■ **Direction**
Print exactly, and only, the lines running from the line containing "rough bark in the photo above." through the end of the records below.

Begin Input for this task

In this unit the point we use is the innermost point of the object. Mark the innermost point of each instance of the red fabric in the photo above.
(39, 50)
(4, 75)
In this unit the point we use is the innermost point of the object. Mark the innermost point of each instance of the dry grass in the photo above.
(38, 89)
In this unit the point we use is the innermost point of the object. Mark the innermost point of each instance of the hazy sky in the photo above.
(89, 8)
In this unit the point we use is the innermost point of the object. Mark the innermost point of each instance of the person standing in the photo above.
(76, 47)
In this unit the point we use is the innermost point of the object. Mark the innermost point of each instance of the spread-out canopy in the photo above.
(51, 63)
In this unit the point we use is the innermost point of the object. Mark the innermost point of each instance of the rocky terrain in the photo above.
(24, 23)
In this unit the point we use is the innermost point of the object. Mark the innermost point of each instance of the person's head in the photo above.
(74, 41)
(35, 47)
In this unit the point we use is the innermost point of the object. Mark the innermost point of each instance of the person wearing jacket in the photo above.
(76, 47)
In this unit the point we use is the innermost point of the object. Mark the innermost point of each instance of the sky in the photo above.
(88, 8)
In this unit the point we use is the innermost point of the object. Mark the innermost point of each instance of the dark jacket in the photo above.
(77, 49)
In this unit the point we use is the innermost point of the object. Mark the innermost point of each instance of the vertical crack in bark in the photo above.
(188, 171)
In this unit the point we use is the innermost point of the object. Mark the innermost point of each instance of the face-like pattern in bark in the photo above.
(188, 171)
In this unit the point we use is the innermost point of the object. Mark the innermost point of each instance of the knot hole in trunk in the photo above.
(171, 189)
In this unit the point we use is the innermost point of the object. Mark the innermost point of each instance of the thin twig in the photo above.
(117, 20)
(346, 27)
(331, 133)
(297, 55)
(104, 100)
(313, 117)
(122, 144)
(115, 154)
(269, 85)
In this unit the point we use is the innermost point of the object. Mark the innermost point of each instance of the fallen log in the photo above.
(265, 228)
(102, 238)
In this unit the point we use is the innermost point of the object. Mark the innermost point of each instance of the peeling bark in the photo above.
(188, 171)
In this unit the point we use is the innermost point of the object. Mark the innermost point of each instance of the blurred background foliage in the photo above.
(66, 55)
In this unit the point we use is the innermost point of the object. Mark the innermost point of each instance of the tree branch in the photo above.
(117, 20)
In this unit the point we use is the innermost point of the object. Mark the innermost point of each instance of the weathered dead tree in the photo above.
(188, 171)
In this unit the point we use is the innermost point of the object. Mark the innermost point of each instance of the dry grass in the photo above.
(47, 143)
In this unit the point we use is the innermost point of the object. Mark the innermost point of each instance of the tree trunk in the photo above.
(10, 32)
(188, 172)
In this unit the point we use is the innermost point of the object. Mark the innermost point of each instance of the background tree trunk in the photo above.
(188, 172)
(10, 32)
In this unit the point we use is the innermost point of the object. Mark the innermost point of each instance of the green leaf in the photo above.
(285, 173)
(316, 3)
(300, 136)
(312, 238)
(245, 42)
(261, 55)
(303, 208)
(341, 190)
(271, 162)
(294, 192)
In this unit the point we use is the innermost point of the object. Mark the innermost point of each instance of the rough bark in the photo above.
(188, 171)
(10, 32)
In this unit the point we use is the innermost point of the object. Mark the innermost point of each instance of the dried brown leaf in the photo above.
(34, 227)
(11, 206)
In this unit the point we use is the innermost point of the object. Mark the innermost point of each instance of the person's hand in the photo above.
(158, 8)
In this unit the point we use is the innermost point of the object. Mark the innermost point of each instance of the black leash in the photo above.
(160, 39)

End Input for this task

■ **Response to this exercise**
In this unit the point we use is the innermost point of the object. Mark the innermost point of each instance of the rough bark in the photo above.
(188, 171)
(10, 32)
In this unit the point we use is the innermost point of the object. Mark the innermost point of each instance of the dried brown leaf in the photo above.
(34, 227)
(11, 206)
In this unit the point we use is the innermost point of the object. Mark the innermost point of each instance of the person's hand in the photo above.
(158, 8)
In this unit the point we use is the innermost point of the object. Mark the innermost point of each instance of the black leash in the photo above.
(160, 39)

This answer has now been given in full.